◆ **COSA FARE**:
(A) Le affermazioni (i), (ii) e (iii) concordano con il testo sul regolamento di condominio qui sotto? Rispondi sì o no a ciascuna e cita le parole del testo che lo decidono.
(i) Il regolamento assembleare può incidere sui diritti proprietari dei singoli condòmini.
(ii) Il regolamento contrattuale può essere predisposto dal costruttore.
(iii) Per modificare le clausole che disciplinano solo l'uso dei beni comuni serve il consenso di tutti i condòmini.
(B) Ricopia dal testo sul regolamento di condominio qui sotto il tratto che va da "Tutto quanto sopra" fino a "va necessariamente osservato." compreso.
(C) Rispondi in breve a queste domande sul testo sul regolamento di condominio qui sotto.
(i) Quale articolo del codice civile fissa la maggioranza per approvare il regolamento assembleare?
(ii) Quanti devono essere i condòmini perché ogni condomino interessato possa rivolgersi all'autorità giudiziaria?
(iii) Quale utilizzo particolare di una parte comune viene dato come esempio di divieto?

In giurisprudenza e dottrina si distingue tra regolamento assembleare e regolamento contrattuale.
Il primo – ai sensi dell’art. 1136 cod.civ. – è approvato, sia in prima sia in seconda convocazione, con un numero di voti che rappresenti la maggioranza degli intervenuti in assemblea e almeno la metà del valore dell’edificio ; questo tipo di regolamento non può incidere sui diritti dominicali (cioè, sui diritti proprietari) dei singoli condòmini.
Diversamente, il regolamento contrattuale è un regolamento formato con il consenso unanime di tutti i condòmini (anche in assemblea) ovvero predisposto dal costruttore e accettato dagli stessi condòmini nei loro atti di acquisto.
A differenza di quello assembleare, può contenere – secondo la giurisprudenza – limitazioni ai poteri dei condòmini e ai loro diritti sui beni comuni o individuali (cfr., fra le altre, Cass. sent. n. 1195 del 6.2.1987).
Peraltro, va sottolineato, in materia, che le clausole dei regolamenti contrattuali hanno natura convenzionale – secondo pacifico orientamento della giurisprudenza (cfr. Cass. sez. un. sent. n. 943 del 30.12.1999) – soltanto qualora si tratti di pattuizioni limitatrici dei diritti dei condòmini sulle proprietà esclusive o comuni, ovvero attributive ad alcuni condòmini di maggiori diritti rispetto ad altri; diversamente, qualora si limitino a disciplinare l’uso dei beni comuni, esse vanno considerate di natura regolamentare.
Questo significa che clausole di quest’ultimo tipo, ancorché inserite in un regolamento contrattuale, non necessitano – per essere modificate – del consenso totalitario dei condòmini, è sufficiente una semplice delibera adottata con la maggioranza prescritta dal citato art. 1136 cod. civ.
Tutto quanto sopra è di particolare importanza perché avere presente, da parte dell’amministratore, la distinzione tra regolamento contrattuale e regolamento assembleare consente di risolvere la gran parte delle questioni che possono sorgere in ambito condominiale.
Così, ad esempio, se un regolamento contrattuale contiene il divieto di destinare un’unità immobiliare ad una determinata attività (es.: ufficio, laboratorio medico ecc.) o una parte comune ad un particolare utilizzo (es.: parcheggio di autoveicoli), tale divieto è legittimo e va necessariamente osservato.
La stessa cosa non può dirsi, invece, se il medesimo divieto è contenuto in un regolamento assembleare.
In ogni caso occorre sapere che qualsiasi tipo di regolamento, e quindi anche quello di natura contrattuale, non può derogare – a norma dell’art. 1138 e dell’art. 72 disp. att. cod. civ. – a determinate previsioni contenute nel codice civile (artt. 1118, secondo comma, 1119, 1120, 1129, 1131, 1132, 1136, 1137) e nelle sue disposizioni di attuazione (artt. 63, 66, 67, 69).
Affinché un regolamento contrattuale sia vincolante per i successivi acquirenti di un’unità immobiliare in condominio, deve essere o richiamato nei singoli atti di acquisto unitamente all’esplicita indicazione di eventuali limitazioni (cfr. Cass. sent. n. 26010 del 14.4.1983) o trascritto presso i Servizi di pubblicità immobiliare (ex Conservatorie dei registri immobiliari) dell’Agenzia delle entrate (cfr. Cass. 13164 del 25.10.2001).
Inoltre, nel caso in cui i condòmini siano più di dieci e l’assemblea non voglia o non possa approvare il regolamento sottoposto al suo esame, ogni condomino interessato potrà investire della questione l’autorità giudiziaria.

◆ **DATI REGISTRATI**:
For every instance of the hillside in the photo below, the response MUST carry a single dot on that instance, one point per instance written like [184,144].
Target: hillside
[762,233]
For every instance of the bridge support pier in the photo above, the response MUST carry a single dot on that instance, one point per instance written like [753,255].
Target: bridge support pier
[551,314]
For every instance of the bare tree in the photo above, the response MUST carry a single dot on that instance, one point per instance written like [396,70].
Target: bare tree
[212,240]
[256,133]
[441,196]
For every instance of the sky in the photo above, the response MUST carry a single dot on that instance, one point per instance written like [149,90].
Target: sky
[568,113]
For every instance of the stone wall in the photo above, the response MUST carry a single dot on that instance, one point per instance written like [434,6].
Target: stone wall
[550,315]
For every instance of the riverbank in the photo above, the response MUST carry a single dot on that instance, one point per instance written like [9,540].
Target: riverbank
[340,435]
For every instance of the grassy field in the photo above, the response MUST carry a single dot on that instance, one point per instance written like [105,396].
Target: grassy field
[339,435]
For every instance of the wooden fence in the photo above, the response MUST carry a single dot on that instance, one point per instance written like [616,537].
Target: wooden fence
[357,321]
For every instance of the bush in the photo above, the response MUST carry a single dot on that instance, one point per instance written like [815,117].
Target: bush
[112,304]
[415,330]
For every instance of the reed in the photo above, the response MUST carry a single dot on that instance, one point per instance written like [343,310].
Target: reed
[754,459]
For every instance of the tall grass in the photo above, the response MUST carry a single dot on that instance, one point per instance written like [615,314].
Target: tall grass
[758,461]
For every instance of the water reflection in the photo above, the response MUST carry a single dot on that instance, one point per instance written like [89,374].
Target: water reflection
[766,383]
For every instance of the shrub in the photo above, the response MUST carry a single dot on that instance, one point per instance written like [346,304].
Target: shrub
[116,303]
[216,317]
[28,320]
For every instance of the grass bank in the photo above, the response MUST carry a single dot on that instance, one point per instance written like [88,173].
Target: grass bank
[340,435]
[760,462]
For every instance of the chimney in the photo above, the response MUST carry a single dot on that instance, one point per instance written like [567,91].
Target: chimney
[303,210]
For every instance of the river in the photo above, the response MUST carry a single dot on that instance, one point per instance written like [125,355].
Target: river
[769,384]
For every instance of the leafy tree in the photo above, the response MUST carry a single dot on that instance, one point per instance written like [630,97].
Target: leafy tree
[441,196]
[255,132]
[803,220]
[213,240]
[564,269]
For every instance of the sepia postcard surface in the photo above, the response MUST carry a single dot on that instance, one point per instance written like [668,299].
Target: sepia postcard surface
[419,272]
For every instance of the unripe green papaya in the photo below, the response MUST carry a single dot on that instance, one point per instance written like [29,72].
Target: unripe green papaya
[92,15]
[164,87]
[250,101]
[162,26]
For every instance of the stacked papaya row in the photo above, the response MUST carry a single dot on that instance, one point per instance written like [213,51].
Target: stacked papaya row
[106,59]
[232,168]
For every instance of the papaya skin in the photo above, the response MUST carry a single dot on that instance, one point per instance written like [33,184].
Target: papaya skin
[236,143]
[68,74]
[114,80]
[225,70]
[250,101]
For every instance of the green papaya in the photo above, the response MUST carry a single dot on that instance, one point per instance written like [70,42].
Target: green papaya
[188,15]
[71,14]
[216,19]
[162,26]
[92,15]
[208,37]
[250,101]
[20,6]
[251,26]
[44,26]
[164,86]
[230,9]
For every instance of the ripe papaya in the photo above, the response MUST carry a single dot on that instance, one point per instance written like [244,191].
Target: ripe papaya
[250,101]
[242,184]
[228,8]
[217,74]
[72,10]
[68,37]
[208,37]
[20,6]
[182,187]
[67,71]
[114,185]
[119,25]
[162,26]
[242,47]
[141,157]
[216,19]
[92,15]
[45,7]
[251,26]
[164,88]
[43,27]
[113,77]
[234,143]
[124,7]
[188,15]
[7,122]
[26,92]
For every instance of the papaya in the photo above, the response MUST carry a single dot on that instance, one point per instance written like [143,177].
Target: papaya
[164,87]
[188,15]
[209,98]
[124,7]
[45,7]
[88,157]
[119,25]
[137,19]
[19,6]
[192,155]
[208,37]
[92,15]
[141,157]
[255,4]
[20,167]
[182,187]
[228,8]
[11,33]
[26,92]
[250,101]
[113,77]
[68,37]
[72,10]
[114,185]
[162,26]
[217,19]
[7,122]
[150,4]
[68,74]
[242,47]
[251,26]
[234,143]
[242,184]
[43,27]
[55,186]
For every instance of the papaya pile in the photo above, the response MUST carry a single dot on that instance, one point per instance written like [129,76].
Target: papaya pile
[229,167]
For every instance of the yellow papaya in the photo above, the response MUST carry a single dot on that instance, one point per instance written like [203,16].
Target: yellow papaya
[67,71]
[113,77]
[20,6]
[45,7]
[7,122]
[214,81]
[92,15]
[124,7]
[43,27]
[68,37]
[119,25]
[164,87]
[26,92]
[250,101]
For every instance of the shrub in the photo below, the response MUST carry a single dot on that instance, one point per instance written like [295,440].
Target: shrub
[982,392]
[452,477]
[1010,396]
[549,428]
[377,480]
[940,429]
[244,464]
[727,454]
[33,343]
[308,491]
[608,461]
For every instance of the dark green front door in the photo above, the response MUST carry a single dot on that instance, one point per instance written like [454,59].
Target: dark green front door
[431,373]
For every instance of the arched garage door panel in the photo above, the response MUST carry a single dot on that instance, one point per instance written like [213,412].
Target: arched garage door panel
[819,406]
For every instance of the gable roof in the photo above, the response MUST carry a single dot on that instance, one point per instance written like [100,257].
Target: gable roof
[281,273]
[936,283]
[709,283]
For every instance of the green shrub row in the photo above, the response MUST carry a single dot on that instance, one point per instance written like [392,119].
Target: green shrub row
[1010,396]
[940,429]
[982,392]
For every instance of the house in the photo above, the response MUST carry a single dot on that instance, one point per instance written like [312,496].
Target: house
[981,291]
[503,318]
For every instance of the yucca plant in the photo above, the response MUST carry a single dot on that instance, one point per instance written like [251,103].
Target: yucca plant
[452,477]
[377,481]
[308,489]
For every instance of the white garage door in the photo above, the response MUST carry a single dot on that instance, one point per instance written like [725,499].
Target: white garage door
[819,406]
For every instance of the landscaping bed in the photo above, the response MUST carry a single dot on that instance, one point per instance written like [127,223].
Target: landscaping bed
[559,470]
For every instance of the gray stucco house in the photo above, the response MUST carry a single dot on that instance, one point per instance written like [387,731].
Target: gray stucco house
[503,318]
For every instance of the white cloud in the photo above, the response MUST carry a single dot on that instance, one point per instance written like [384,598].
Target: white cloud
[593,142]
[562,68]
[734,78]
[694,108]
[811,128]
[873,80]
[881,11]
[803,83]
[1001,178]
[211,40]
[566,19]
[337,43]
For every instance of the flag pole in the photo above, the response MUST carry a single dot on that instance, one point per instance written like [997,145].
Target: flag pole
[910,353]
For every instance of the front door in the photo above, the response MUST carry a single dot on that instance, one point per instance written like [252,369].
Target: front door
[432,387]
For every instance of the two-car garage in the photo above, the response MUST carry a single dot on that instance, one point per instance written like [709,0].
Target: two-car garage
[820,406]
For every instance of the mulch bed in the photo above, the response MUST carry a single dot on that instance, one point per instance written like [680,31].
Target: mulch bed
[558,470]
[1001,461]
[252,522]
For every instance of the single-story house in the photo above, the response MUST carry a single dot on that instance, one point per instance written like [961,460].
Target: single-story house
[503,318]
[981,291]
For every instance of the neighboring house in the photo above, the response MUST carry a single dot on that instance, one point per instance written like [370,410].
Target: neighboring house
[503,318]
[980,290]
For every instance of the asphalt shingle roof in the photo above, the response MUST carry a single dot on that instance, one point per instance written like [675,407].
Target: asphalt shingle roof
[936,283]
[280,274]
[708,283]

◆ **RISPOSTE NUMERATE**:
(A)
(i) No: «questo tipo di regolamento non può incidere sui diritti dominicali (cioè, sui diritti proprietari) dei singoli condòmini»
(ii) Sì: «ovvero predisposto dal costruttore e accettato dagli stessi condòmini nei loro atti di acquisto»
(iii) No: «non necessitano – per essere modificate – del consenso totalitario dei condòmini»

(B)
Tutto quanto sopra è di particolare importanza perché avere presente, da parte dell’amministratore, la distinzione tra regolamento contrattuale e regolamento assembleare consente di risolvere la gran parte delle questioni che possono sorgere in ambito condominiale.
Così, ad esempio, se un regolamento contrattuale contiene il divieto di destinare un’unità immobiliare ad una determinata attività (es.: ufficio, laboratorio medico ecc.) o una parte comune ad un particolare utilizzo (es.: parcheggio di autoveicoli), tale divieto è legittimo e va necessariamente osservato.

(C)
(i) L'art. 1136 cod. civ.
(ii) Più di dieci.
(iii) Il parcheggio di autoveicoli.